───── SOURCE PASSAGE

Written by Gary North on June 16, 2014

I’m now going to tell you a story that you have never heard. It is one of the most amazing stories in the history of education. It is also one of the most amazing stories in the history of the American conservative movement.

George Roche was the greatest fundraiser in academic history. There may be college presidents at Harvard or Yale who raised more money, although I doubt it. But never has anybody raised as much money for any academic institution by means of a complete deception. It was the greatest single deception I ever saw in the conservative movement. He was a genius.

Hillsdale College has a reputation for being very conservative. It has that reputation because of George Roche.

Roche had a strategy. He copied that strategy from Leonard Read at the Foundation for Economic Education. The strategy worked, but it was ultimately a gigantic deception.


Leonard Read had a tremendous idea. He came up with it only after 10 years of running FEE. He started a magazine called The Freeman. There had been a previous magazine called The Freeman, and Read controlled its name.

──────────
───── EXTRACTED RECORDS

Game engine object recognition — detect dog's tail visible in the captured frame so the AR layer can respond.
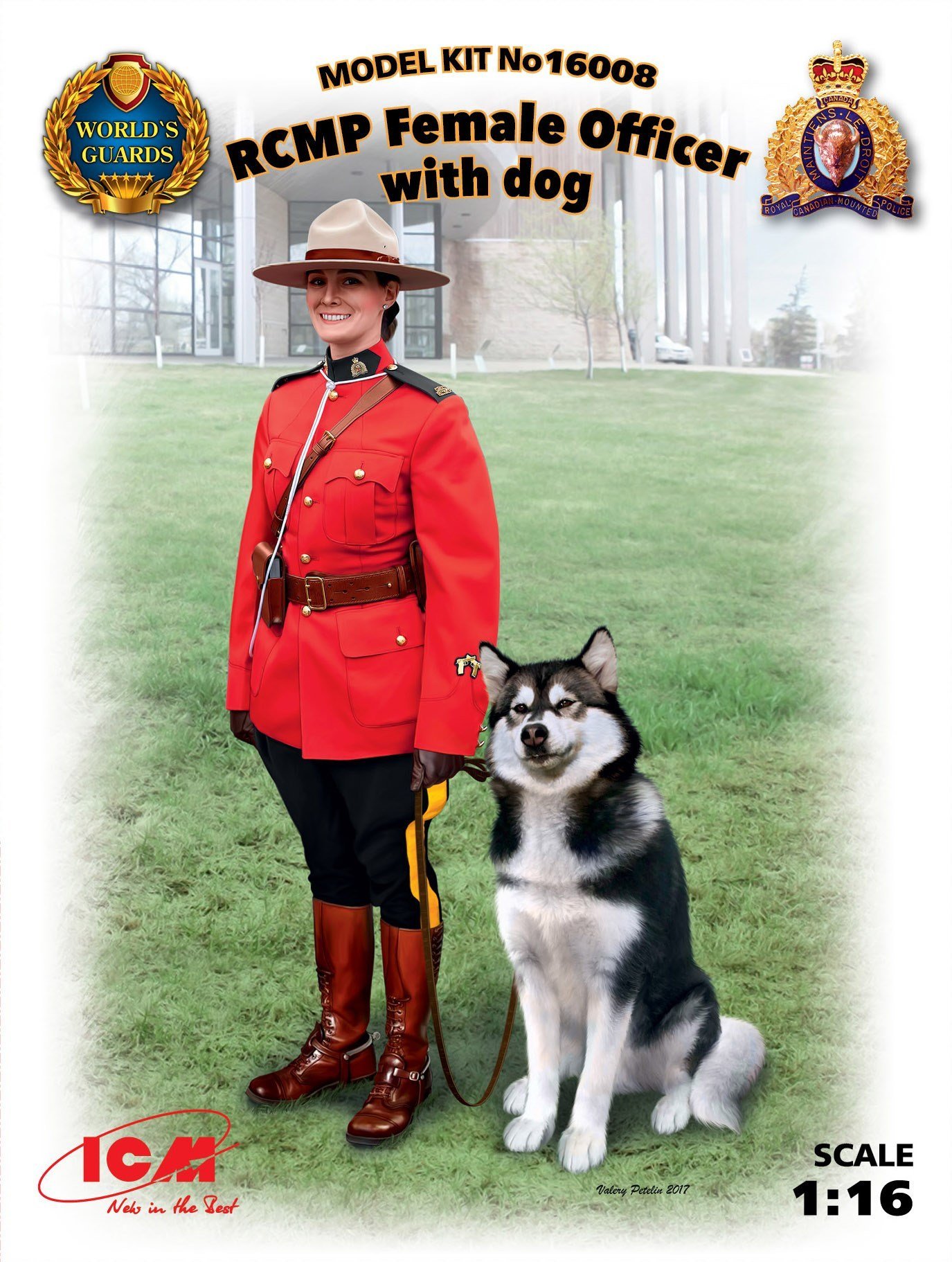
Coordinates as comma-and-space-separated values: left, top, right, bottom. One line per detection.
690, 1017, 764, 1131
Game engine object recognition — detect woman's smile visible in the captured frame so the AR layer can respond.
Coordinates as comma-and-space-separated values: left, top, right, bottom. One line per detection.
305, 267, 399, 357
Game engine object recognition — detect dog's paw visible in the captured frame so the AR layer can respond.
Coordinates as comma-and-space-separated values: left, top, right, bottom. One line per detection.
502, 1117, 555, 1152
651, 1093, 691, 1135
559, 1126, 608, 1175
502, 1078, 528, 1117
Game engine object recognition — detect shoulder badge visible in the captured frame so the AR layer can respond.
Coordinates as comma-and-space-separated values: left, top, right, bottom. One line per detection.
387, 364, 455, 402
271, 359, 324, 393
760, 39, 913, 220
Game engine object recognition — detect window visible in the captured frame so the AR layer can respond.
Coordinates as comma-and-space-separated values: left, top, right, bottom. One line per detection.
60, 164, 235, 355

──────────

▸ ACTIONS TO TAKE
1. Answer these questions using the passage about George Roche and Hillsdale College.
(a) Which college has a reputation for being very conservative?
(b) From whom did Roche copy his strategy?
(c) What was the name of the magazine Read started?
2. Write the next part of the passage about George Roche and Hillsdale College, picking up after its last sentence.

▸ ANSWERS PER TASK
1.
(a) Hillsdale College
(b) Leonard Read at the Foundation for Economic Education
(c) The Freeman

2.
He told me the story behind his decision. Someone in the organization came to him in 1956 and said that there weren’t any new materials left to promote. He told me that he had thought this was a great piece of information. That was because it forced him to get more materials into print. It pushed him into starting The Freeman. He gave away copies of The Freeman. There was nothing else like it in the conservative movement in 1956. It was a nicely designed magazine. It had lots of articles on the free market. Nobody except the editor ever read every article in every issue, but there would always be one or two articles that somebody regarded as worth reading.

He never charged a dime. Anybody who wanted on the mailing list could get on just by asking. They could send a little money to FEE to get a box of copies to give away. All over the United States, people gave away copies of The Freeman. There was a book on libertarianism in the 1970’s with the title, It Usually Begins With Ayn Rand. No, it didn’t. It usually began with a copy of The Freeman.

This was a classic loss-leader. People got on the mailing list, and over time, they began to donate. Pareto’s law took over. About 80% of the donations provided 20% of the organization’s income. But those 80% were basic to capturing the 20% who donated enough money to supply 80% of the organization’s budget. Read recognize the truth of Pareto’s law, even though I’m sure he never heard of it.

Lew Rockwell imitated Read. The items on Mises.org are free. Rockwell has built the Mises.org site into a powerhouse. It has four times the traffic of the site of the establishment’s American Economic Association, the premier professional economics organization on earth.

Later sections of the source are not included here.